**Entries from a point annotation set:**
■ ■ ■ ■ ■
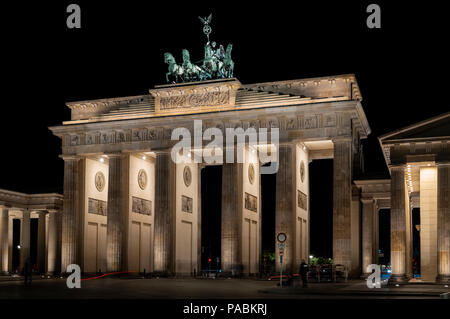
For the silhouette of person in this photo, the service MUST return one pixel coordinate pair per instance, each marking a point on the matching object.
(27, 271)
(304, 268)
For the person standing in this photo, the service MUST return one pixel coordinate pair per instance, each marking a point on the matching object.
(304, 268)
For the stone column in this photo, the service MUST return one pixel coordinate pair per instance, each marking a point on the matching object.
(443, 223)
(231, 232)
(367, 233)
(342, 196)
(71, 214)
(24, 238)
(398, 223)
(4, 231)
(376, 234)
(199, 219)
(285, 209)
(164, 210)
(41, 249)
(428, 223)
(116, 234)
(54, 243)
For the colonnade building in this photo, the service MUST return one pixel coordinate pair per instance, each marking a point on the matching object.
(128, 206)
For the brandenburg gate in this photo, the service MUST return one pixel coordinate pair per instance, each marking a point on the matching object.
(128, 206)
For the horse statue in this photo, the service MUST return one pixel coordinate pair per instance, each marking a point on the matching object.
(210, 61)
(191, 71)
(174, 69)
(228, 64)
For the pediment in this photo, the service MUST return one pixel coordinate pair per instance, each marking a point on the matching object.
(436, 127)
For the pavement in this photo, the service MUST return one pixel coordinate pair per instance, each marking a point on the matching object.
(190, 288)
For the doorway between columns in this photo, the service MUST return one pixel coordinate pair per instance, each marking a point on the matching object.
(416, 242)
(321, 208)
(211, 215)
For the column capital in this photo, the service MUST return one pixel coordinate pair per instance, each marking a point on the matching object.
(345, 138)
(397, 166)
(443, 163)
(367, 200)
(117, 154)
(70, 157)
■ ■ ■ ■ ■
**STATED TASK:** Rewrite all the records with "service" switched to "annotator" and every other word and number unchanged. Leave the pictures out.

**SOLVED EXERCISE:**
For the silhouette of person in this photo, the annotator MUST return one pixel coordinate pair per instance, each marking a point on the matching object.
(27, 271)
(304, 268)
For the person standing in this photo, the annotator MUST return one pixel coordinate pair per instance, each marking a point on the matching object.
(304, 268)
For the stone column in this photo, the annotator MUST return one pixel coordinate pair per instance, each marking a point on the matching object.
(443, 223)
(231, 232)
(367, 233)
(342, 196)
(71, 214)
(24, 238)
(398, 223)
(4, 231)
(376, 234)
(199, 219)
(285, 209)
(164, 210)
(41, 249)
(428, 223)
(116, 234)
(54, 243)
For the colonnade building in this photo, the annotator MUST return one pixel coordinate pair per instance, each marking a point on the matching object.
(128, 206)
For the brandenburg gate in this photo, the annotator MUST return one pixel coordinate pair per instance, each marking a point on the matching object.
(128, 206)
For the horse statue in this photo, the annotator MUST return one pixel coordinate pair per instance, each marking a point on the matching object.
(210, 61)
(191, 71)
(174, 69)
(228, 64)
For the pediment in this photo, the annotator MUST return one pixel coordinate pair per instance, each marking a point on the matching object.
(436, 127)
For the pavement in this photo, the annotator MUST return one pixel coordinate pair per instance, each marking a point on the matching object.
(190, 288)
For the doorway between columns in this photo, the annotator MUST return one pixel coordinate pair per instance, each marking a point on the matching object.
(416, 242)
(321, 208)
(211, 215)
For the column capital in this photo, the annotator MUST return one pixel coordinate pair per instance, each marking a point on the matching object.
(345, 138)
(397, 166)
(443, 163)
(367, 200)
(117, 154)
(70, 157)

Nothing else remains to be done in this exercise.